All records below are to be set down exactly, each character intact.

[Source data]
┄┄┄┄┄┄┄┄┄┄
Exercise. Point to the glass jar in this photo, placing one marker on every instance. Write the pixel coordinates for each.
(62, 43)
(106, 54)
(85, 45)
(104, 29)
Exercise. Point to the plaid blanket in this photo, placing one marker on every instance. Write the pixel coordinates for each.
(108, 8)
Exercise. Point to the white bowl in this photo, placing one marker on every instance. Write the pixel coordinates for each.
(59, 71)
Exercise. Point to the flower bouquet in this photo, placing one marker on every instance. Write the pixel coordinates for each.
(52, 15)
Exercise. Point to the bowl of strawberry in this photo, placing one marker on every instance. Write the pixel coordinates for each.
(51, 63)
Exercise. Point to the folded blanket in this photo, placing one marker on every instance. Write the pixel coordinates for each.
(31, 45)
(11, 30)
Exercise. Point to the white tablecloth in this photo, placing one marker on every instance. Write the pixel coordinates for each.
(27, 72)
┄┄┄┄┄┄┄┄┄┄
Written response
Exercise. Point to the glass jar in this photo, placing one marker on every instance. Write the pixel coordinates for each.
(62, 43)
(106, 54)
(85, 45)
(104, 29)
Exercise. Point to the plaid blanket in this photo, placing one marker on every instance. Write the pixel coordinates for each.
(108, 8)
Exercise. Point to the white bowl in this photo, placing one marker on every instance. Write the pixel coordinates for each.
(59, 71)
Exercise. Point to the flower bouquet in this photo, placing one marker on every instance. Write the pixel coordinates for each.
(52, 15)
Exercise. Point to the bowl of strawberry in this photo, placing one marker on every instance. Write the pixel coordinates for each.
(51, 63)
Exercise. Point to the folded blanket in this photo, placing one marker on every instance. Write the pixel coordinates for each.
(31, 45)
(11, 30)
Exercise. Point to the white tablecloth in this photo, placing one marker on every instance. Write the pixel coordinates for each.
(27, 72)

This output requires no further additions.